SOURCE MATERIAL ::
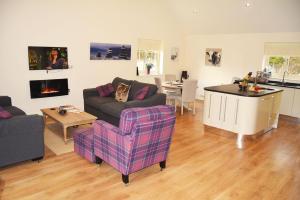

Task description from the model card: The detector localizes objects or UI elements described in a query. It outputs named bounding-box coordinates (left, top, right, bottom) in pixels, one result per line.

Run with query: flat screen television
left=28, top=46, right=68, bottom=70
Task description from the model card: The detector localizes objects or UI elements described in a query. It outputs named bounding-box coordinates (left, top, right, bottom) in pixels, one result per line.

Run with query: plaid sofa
left=93, top=105, right=176, bottom=184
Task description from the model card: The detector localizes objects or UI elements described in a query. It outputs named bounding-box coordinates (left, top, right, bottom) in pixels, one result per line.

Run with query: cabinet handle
left=223, top=96, right=227, bottom=122
left=219, top=96, right=223, bottom=120
left=208, top=94, right=212, bottom=118
left=235, top=99, right=239, bottom=125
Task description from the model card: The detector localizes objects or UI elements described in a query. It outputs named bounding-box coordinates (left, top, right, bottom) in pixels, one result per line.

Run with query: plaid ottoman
left=73, top=127, right=95, bottom=163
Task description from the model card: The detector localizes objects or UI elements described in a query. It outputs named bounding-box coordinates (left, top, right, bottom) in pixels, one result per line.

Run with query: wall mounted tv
left=28, top=46, right=68, bottom=70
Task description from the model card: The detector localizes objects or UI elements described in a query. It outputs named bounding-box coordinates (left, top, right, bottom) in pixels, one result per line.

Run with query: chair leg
left=181, top=102, right=184, bottom=115
left=122, top=174, right=129, bottom=185
left=95, top=156, right=103, bottom=165
left=160, top=160, right=166, bottom=170
left=193, top=101, right=196, bottom=115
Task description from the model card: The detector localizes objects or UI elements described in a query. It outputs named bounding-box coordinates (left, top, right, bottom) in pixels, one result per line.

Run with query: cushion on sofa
left=0, top=106, right=12, bottom=119
left=112, top=77, right=132, bottom=92
left=2, top=106, right=26, bottom=116
left=128, top=81, right=158, bottom=100
left=115, top=83, right=130, bottom=102
left=134, top=86, right=150, bottom=100
left=96, top=83, right=114, bottom=97
left=85, top=96, right=116, bottom=110
left=99, top=102, right=127, bottom=118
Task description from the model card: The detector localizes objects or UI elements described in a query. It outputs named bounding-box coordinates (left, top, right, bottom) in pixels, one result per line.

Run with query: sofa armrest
left=83, top=88, right=98, bottom=100
left=0, top=96, right=12, bottom=107
left=125, top=93, right=166, bottom=108
left=0, top=114, right=44, bottom=137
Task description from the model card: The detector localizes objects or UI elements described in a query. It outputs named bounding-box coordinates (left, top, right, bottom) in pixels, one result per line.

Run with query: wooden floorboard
left=0, top=101, right=299, bottom=200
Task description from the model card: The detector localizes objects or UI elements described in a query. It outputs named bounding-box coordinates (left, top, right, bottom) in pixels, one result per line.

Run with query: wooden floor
left=1, top=101, right=300, bottom=200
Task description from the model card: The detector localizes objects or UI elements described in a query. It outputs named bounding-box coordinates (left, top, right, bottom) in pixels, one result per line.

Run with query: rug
left=44, top=122, right=91, bottom=155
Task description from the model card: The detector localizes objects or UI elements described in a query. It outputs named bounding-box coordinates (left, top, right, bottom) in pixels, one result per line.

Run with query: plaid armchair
left=93, top=105, right=176, bottom=184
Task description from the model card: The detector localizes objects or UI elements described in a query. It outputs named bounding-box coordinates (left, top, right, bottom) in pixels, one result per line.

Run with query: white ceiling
left=165, top=0, right=300, bottom=35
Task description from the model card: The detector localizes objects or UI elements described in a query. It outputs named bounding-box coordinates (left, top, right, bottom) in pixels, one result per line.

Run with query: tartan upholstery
left=73, top=127, right=95, bottom=163
left=93, top=105, right=176, bottom=175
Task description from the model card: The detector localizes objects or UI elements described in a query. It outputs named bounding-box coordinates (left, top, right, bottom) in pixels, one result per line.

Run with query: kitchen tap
left=282, top=71, right=288, bottom=85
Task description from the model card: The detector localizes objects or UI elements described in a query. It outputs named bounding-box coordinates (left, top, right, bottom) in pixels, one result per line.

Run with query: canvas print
left=205, top=48, right=222, bottom=66
left=28, top=46, right=68, bottom=70
left=90, top=43, right=131, bottom=60
left=171, top=47, right=179, bottom=61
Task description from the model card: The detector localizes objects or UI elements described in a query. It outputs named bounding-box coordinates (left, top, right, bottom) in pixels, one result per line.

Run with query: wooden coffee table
left=41, top=106, right=97, bottom=144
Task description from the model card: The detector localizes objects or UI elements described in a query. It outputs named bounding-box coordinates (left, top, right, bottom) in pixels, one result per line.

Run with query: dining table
left=161, top=81, right=183, bottom=90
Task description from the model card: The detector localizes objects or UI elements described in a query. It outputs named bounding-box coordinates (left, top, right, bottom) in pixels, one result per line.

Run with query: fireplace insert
left=30, top=78, right=69, bottom=99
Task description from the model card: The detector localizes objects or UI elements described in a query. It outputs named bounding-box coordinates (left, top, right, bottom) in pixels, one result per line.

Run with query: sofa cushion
left=0, top=106, right=12, bottom=119
left=85, top=96, right=116, bottom=110
left=115, top=83, right=130, bottom=102
left=3, top=106, right=26, bottom=116
left=134, top=86, right=150, bottom=100
left=112, top=77, right=132, bottom=91
left=96, top=83, right=114, bottom=97
left=128, top=81, right=158, bottom=100
left=99, top=102, right=127, bottom=118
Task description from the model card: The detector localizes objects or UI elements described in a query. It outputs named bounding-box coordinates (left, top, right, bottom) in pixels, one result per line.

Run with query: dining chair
left=165, top=74, right=177, bottom=82
left=154, top=77, right=178, bottom=108
left=175, top=80, right=198, bottom=115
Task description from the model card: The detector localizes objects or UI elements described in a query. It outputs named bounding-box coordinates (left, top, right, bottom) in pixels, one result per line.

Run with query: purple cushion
left=96, top=83, right=114, bottom=97
left=0, top=106, right=12, bottom=119
left=134, top=86, right=150, bottom=100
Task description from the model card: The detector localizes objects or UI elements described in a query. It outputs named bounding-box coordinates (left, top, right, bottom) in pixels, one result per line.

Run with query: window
left=263, top=43, right=300, bottom=80
left=137, top=39, right=163, bottom=76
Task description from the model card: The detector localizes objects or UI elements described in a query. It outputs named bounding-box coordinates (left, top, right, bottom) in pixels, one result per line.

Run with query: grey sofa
left=83, top=77, right=166, bottom=126
left=0, top=96, right=44, bottom=167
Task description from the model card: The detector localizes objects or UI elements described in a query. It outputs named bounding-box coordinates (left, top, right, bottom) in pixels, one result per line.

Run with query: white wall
left=0, top=0, right=182, bottom=114
left=182, top=32, right=300, bottom=98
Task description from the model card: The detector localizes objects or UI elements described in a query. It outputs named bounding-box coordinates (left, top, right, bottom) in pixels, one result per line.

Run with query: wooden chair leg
left=122, top=174, right=129, bottom=185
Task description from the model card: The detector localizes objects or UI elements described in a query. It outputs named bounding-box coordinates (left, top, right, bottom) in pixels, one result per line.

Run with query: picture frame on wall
left=205, top=48, right=222, bottom=67
left=28, top=46, right=68, bottom=70
left=171, top=47, right=179, bottom=61
left=90, top=42, right=131, bottom=60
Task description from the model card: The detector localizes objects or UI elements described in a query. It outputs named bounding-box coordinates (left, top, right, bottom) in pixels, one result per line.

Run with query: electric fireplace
left=30, top=78, right=69, bottom=99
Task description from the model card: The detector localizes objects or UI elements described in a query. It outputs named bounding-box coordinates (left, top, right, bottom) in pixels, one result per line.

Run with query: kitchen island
left=203, top=84, right=283, bottom=149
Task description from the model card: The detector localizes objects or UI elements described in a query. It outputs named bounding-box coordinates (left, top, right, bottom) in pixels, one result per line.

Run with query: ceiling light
left=193, top=9, right=200, bottom=14
left=244, top=0, right=253, bottom=8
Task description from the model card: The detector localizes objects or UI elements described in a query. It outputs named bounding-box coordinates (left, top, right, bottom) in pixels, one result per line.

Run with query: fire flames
left=41, top=87, right=59, bottom=94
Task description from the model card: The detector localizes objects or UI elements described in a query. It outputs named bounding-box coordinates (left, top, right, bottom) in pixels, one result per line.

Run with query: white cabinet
left=260, top=85, right=298, bottom=118
left=203, top=91, right=238, bottom=130
left=292, top=89, right=300, bottom=118
left=203, top=90, right=282, bottom=135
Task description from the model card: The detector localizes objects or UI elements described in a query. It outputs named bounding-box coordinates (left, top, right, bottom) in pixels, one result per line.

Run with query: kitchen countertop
left=204, top=84, right=283, bottom=97
left=234, top=80, right=300, bottom=89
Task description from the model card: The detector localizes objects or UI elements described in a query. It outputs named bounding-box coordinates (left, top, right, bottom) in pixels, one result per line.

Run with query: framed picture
left=90, top=43, right=131, bottom=60
left=171, top=47, right=179, bottom=61
left=28, top=46, right=68, bottom=70
left=205, top=48, right=222, bottom=66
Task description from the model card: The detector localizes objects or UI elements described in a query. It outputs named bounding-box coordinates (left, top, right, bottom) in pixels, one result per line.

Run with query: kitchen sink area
left=263, top=80, right=300, bottom=89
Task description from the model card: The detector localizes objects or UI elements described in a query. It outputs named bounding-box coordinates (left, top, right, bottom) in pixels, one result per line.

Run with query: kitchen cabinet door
left=220, top=94, right=238, bottom=131
left=203, top=91, right=222, bottom=128
left=292, top=89, right=300, bottom=118
left=264, top=85, right=295, bottom=116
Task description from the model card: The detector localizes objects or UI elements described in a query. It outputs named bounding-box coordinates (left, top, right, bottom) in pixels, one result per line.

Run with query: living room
left=1, top=0, right=300, bottom=199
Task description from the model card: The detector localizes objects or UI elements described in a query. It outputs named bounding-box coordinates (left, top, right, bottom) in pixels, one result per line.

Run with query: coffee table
left=41, top=106, right=97, bottom=144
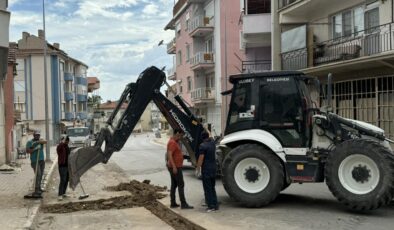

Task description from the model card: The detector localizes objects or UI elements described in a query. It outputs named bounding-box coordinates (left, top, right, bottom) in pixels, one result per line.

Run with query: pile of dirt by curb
left=41, top=180, right=205, bottom=230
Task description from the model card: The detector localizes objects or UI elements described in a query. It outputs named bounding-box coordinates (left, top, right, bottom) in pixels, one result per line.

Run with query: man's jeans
left=31, top=160, right=45, bottom=194
left=202, top=174, right=218, bottom=209
left=58, top=166, right=69, bottom=196
left=168, top=167, right=187, bottom=205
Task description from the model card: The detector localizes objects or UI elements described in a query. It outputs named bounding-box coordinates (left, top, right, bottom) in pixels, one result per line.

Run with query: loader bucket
left=68, top=146, right=106, bottom=190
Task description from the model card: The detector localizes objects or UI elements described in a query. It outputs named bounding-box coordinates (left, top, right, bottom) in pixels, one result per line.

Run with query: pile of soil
left=41, top=180, right=205, bottom=230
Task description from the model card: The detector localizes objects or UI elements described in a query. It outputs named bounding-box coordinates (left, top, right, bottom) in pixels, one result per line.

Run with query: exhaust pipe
left=327, top=73, right=332, bottom=112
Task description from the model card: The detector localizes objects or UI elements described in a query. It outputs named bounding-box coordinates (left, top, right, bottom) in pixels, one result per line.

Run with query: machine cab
left=225, top=72, right=313, bottom=148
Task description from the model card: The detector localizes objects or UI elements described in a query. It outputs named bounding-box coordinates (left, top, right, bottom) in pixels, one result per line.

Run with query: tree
left=88, top=95, right=102, bottom=108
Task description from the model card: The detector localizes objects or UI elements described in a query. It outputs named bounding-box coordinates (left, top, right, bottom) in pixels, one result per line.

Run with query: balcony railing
left=167, top=67, right=176, bottom=80
left=281, top=23, right=394, bottom=70
left=65, top=112, right=74, bottom=121
left=191, top=52, right=214, bottom=67
left=64, top=72, right=74, bottom=81
left=167, top=38, right=176, bottom=54
left=187, top=15, right=214, bottom=35
left=77, top=94, right=87, bottom=102
left=76, top=112, right=88, bottom=120
left=65, top=92, right=74, bottom=101
left=242, top=60, right=271, bottom=73
left=191, top=87, right=215, bottom=101
left=278, top=0, right=299, bottom=10
left=281, top=48, right=307, bottom=70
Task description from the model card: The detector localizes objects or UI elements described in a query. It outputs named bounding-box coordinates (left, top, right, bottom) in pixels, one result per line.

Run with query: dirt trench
left=41, top=180, right=205, bottom=230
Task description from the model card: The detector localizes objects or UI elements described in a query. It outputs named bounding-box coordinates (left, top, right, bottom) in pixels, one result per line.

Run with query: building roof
left=99, top=101, right=128, bottom=110
left=88, top=77, right=100, bottom=84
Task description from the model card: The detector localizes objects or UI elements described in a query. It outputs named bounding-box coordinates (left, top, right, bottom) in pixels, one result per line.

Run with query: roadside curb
left=23, top=156, right=58, bottom=230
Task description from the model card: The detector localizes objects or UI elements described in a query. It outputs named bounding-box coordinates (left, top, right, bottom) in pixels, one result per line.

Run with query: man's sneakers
left=170, top=203, right=180, bottom=208
left=58, top=196, right=63, bottom=201
left=206, top=207, right=219, bottom=213
left=180, top=204, right=194, bottom=209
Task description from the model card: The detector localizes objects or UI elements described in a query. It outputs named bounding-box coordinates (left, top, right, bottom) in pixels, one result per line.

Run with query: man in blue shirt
left=26, top=130, right=47, bottom=197
left=196, top=131, right=218, bottom=212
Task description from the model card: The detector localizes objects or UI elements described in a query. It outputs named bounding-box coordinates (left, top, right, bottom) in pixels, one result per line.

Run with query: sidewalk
left=0, top=146, right=58, bottom=229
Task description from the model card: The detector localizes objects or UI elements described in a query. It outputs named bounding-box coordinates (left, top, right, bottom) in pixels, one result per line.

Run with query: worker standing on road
left=26, top=130, right=47, bottom=197
left=166, top=128, right=194, bottom=209
left=56, top=136, right=71, bottom=201
left=196, top=131, right=218, bottom=212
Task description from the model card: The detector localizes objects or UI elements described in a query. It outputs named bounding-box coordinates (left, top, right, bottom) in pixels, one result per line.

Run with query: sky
left=8, top=0, right=175, bottom=102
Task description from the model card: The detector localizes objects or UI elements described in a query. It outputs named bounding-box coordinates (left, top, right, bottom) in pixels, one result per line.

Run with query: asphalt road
left=110, top=133, right=394, bottom=230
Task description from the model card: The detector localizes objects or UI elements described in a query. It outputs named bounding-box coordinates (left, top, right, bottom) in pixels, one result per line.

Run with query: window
left=187, top=77, right=192, bottom=91
left=185, top=12, right=190, bottom=31
left=14, top=80, right=25, bottom=92
left=177, top=50, right=182, bottom=66
left=332, top=6, right=370, bottom=39
left=246, top=0, right=270, bottom=14
left=205, top=38, right=213, bottom=52
left=175, top=21, right=181, bottom=37
left=186, top=44, right=190, bottom=62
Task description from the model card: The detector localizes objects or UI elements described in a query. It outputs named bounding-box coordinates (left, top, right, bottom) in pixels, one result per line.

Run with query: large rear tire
left=222, top=144, right=284, bottom=207
left=325, top=139, right=394, bottom=211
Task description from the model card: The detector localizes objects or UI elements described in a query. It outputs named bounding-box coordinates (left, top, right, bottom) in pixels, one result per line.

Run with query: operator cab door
left=260, top=76, right=309, bottom=149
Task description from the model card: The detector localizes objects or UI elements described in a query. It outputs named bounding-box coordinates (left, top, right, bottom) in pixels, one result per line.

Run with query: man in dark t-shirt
left=196, top=131, right=218, bottom=212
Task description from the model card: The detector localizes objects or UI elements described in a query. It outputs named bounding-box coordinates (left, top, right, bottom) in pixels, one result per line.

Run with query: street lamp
left=42, top=0, right=50, bottom=161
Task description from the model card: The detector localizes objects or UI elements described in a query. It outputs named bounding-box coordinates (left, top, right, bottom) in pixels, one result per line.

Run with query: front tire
left=222, top=144, right=284, bottom=207
left=325, top=139, right=394, bottom=211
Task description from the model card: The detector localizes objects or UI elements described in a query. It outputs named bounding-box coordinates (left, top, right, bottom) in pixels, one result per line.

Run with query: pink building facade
left=166, top=0, right=252, bottom=135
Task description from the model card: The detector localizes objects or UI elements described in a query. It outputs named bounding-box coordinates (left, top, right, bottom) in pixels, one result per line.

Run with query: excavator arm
left=68, top=66, right=204, bottom=189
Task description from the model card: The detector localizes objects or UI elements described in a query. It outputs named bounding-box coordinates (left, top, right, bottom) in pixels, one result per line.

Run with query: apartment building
left=165, top=0, right=245, bottom=135
left=241, top=0, right=272, bottom=73
left=0, top=0, right=10, bottom=164
left=273, top=0, right=394, bottom=139
left=14, top=30, right=88, bottom=145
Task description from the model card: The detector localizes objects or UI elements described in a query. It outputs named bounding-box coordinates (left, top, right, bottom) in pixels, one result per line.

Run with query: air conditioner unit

HOW TO COMPLETE THIS TASK :: From the line containing "Run with query: excavator arm" through the closing line of the material above, return every line exactly and omit all others.

THE COMPLETED TASK ::
Run with query: excavator arm
left=68, top=66, right=204, bottom=189
Task description from the model card: The detector localizes objects or UI elements described in a query. It outputs named bounding-box coordinates (left, top, right, bottom) in pixels, one result per line.

Run with query: apartment building
left=165, top=0, right=245, bottom=135
left=241, top=0, right=272, bottom=73
left=0, top=0, right=10, bottom=164
left=273, top=0, right=394, bottom=139
left=14, top=30, right=88, bottom=145
Task description from the model card: The detector localizes objects or UI elements described in a query. It outputs named bounding-box coordinates (left, top, right, bottom) in pixels, one result per line.

Run with query: air conditioner unit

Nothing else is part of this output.